# [THE PROBLEM]
Reproduce the listing below without any change.

# [DATA IN THIS EXERCISE]
◆ ◆ ◆ ◆

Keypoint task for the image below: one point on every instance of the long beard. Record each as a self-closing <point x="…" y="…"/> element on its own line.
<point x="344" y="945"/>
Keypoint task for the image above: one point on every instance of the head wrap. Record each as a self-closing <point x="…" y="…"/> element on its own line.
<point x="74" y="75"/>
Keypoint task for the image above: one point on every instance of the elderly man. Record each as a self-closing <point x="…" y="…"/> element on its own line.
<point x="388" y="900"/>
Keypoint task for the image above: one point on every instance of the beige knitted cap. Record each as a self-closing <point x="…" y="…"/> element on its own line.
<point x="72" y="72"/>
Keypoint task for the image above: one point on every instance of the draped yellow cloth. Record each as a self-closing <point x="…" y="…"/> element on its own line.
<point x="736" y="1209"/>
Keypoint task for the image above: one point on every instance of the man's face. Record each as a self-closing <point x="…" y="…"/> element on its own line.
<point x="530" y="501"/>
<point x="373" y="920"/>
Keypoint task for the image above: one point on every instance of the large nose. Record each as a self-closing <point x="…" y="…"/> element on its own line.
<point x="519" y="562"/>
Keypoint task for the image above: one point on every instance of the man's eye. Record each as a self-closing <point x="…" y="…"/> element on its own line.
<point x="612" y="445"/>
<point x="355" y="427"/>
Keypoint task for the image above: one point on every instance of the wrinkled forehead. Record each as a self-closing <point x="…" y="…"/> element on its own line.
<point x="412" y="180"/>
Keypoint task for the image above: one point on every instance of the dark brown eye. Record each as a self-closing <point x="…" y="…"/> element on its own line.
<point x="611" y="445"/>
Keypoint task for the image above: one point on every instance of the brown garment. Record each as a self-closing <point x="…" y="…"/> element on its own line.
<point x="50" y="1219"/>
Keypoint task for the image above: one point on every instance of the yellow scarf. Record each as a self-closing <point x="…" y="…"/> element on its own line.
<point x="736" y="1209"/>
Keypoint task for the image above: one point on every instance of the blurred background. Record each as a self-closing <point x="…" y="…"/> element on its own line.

◆ ◆ ◆ ◆

# [THE SOLUTION]
Keypoint task for the image below: one point on every instance of the long beard. Record each as a self-closing <point x="…" y="…"/> element on its own line.
<point x="344" y="945"/>
Keypoint task for the image above: one point on every instance of the head wrap. Record each as a self-closing <point x="…" y="…"/> element on its own line.
<point x="74" y="75"/>
Keypoint task for the image above: one point on every instance of the elderly man. Record each as a self-closing <point x="…" y="…"/> element on its own line.
<point x="388" y="900"/>
Keypoint task for the image above: one point on every instance of the beige knitted cap. Record each as a self-closing <point x="…" y="…"/> element on its own line.
<point x="72" y="72"/>
Keypoint task for the image above: one point on every instance of the draped yellow cloth. Record each as a self-closing <point x="…" y="…"/> element on its own line.
<point x="736" y="1209"/>
Keypoint task for the image above: one point on every instance of the man's face. Record each as a self-closing <point x="…" y="…"/> element on its own line.
<point x="530" y="501"/>
<point x="373" y="920"/>
Keypoint task for the image above: one point on every instance of the large nose. Record each as a self-closing <point x="…" y="…"/> element on its own line.
<point x="519" y="562"/>
Keypoint task for the image above: one point on every instance of the man's eye. Record each as a self-closing <point x="…" y="…"/> element on its own line.
<point x="612" y="445"/>
<point x="355" y="427"/>
Keypoint task for the image above: one point on every instance of the wrinkled forehead. Record each as a self-closing <point x="…" y="…"/> element on its own line.
<point x="412" y="180"/>
Keypoint task for the image above: one point on every instance of the dark brown eye. Record each as a self-closing <point x="…" y="…"/> element on its own line.
<point x="611" y="445"/>
Keypoint task for the image above: one point on every instance of the brown garment. Record each as a self-closing <point x="…" y="…"/> element on its own line.
<point x="50" y="1219"/>
Keypoint task for the image above: one point on every instance of the yellow scarf. Record each as a self-closing <point x="…" y="…"/> element on its own line.
<point x="736" y="1209"/>
Keypoint task for the image above: one point on every instance of the blurred background. Record each as a self-closing <point x="…" y="…"/> element on its own line.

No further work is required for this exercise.